# Exercise requirements
A verbatim copy of each record is required.

# Records for the exercise
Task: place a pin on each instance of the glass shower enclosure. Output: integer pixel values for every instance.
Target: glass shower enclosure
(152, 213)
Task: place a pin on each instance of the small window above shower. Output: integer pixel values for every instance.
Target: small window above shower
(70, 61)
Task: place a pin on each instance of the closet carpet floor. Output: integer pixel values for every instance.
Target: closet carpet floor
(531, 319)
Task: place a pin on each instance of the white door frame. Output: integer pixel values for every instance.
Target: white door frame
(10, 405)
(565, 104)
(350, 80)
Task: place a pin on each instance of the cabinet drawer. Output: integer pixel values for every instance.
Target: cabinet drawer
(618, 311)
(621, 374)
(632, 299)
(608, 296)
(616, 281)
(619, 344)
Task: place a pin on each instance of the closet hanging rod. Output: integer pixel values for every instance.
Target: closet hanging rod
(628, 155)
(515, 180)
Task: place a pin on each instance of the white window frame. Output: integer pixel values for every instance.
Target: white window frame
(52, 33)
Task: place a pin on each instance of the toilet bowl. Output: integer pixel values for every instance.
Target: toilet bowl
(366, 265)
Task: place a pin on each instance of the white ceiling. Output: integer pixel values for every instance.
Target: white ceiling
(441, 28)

# Task result
Task: place a pin on each instance of the glass shower enclosure. Output: integer pixel values for every instance.
Target: glass shower enclosure
(152, 213)
Task: place a pin on each instance of the small window above shower. Output: integer pixel values for every instance.
Target: small window above shower
(70, 61)
Task: place a pin on each instance of the closet carpet floor. Output: integer pixel values for every instance.
Target: closet carpet floor
(531, 319)
Task: place a pin on each instance of the white door frame. Output: integer pixel values for every instance.
Target: white door frame
(10, 405)
(565, 104)
(350, 80)
Task: place a pin on each instance of the cabinet drawer. Output: integer pixel values for every instance.
Target: cabinet drawer
(618, 311)
(621, 374)
(632, 299)
(608, 296)
(616, 281)
(619, 344)
Task: place a pin on each instance of the closet hanging rod. Output: integer pixel values for every instance.
Target: closet hanging rod
(628, 155)
(515, 180)
Task: place a pin on each instance of the white window frame. Output: integer pixel values for every instance.
Target: white window frame
(52, 33)
Task: place a pin on each instance of the toilet bowl. Output: integer pixel values for every instance.
Target: toilet bowl
(366, 265)
Task: place a pin on each instance of the white ceiling. Output: integer pixel values for every instance.
Target: white ceiling
(441, 28)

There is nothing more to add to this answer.